● SUPPLIED DATA:
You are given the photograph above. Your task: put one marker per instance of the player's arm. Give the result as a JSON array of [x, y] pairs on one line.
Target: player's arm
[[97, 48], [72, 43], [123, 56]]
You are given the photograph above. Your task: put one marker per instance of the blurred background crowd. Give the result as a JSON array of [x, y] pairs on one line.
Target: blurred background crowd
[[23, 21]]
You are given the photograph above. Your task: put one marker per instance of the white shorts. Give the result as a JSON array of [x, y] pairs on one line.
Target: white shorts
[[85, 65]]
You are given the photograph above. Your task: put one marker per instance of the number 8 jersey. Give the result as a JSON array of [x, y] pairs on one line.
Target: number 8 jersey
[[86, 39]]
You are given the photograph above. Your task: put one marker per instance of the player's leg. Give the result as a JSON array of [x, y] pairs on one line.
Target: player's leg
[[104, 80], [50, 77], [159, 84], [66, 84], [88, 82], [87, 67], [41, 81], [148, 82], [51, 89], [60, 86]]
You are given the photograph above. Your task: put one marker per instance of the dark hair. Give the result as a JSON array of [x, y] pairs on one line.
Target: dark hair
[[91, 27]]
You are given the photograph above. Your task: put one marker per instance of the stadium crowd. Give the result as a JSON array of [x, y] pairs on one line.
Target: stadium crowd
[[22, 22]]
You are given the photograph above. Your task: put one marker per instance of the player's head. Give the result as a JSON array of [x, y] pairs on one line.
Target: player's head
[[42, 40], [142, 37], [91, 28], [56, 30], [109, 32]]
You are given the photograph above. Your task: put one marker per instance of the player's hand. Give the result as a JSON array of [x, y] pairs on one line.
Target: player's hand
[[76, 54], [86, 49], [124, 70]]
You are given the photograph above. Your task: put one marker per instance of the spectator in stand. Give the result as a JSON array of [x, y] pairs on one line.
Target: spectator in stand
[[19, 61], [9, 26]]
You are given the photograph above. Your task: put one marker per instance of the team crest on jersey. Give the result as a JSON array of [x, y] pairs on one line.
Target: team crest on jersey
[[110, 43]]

● WHAT THE EXERCISE ASKS: Could you quote all of the data above word for word, from the first line to the last?

● WRITTEN ANSWER:
You are given the photograph above. Your task: put one marker per instance of the player's arm. Give the result as a JSON array of [x, y] pairs on one line.
Target: player's arm
[[97, 48], [72, 43], [123, 56]]
You are given the photograph above. Your task: put one marker per instance of the blurred background crowd. Give the result as a JSON array of [x, y] pairs on one line.
Target: blurred background crowd
[[23, 21]]
You are given the photograph above. Your task: put one marker per instance of the white shorts. Give the result as a JSON array of [x, y] pairs on one line.
Target: white shorts
[[85, 65]]
You are given the photograph above. Your task: put one marker per instance of the number 8 jersey. Give the result as a JSON array of [x, y] pairs on one line.
Target: number 8 jersey
[[86, 39]]
You are given the photograph above. Your task: put one marker per instance of the player's leg. Give the result as a JSON array of [x, y] pairs on one line.
Target: player's leg
[[104, 80], [50, 77], [159, 84], [66, 84], [88, 82], [87, 67], [41, 81], [148, 82], [51, 89], [60, 86]]
You are given the photograph above. Your task: put one marker per instance of the dark hair. Give the result as a JSON array of [x, y] pairs on one line.
Target: dark hair
[[91, 27]]
You are given the photograph above. Your task: put one marker per instance of the stadium crowd. Give the result as a JSON array of [x, y] pairs on one line.
Target: stadium crowd
[[22, 22]]
You are given the photograph above. Your task: put one marker per instance of the player's head. Give the result as a JSON array of [x, y] pairs on one line.
Target: player's head
[[42, 40], [142, 37], [91, 28], [56, 30], [109, 32]]
You are given the photograph above. Your task: put one marker per instance of the player's hand. Give the result as a JSON array of [x, y] pairs on one line.
Target: player's hand
[[76, 54], [86, 49], [124, 70]]
You are given the photograph above. Your task: put one marker per instance of the spectator in stand. Give the result as a JSON array of [x, y] pairs on one line.
Target: spectator in stand
[[19, 61], [9, 26]]
You are given the photograph above. Your task: put one marker per instance of the team crest on jersey. Give the result as a JSON array of [x, y] pairs on one line.
Target: team crest on jersey
[[110, 43]]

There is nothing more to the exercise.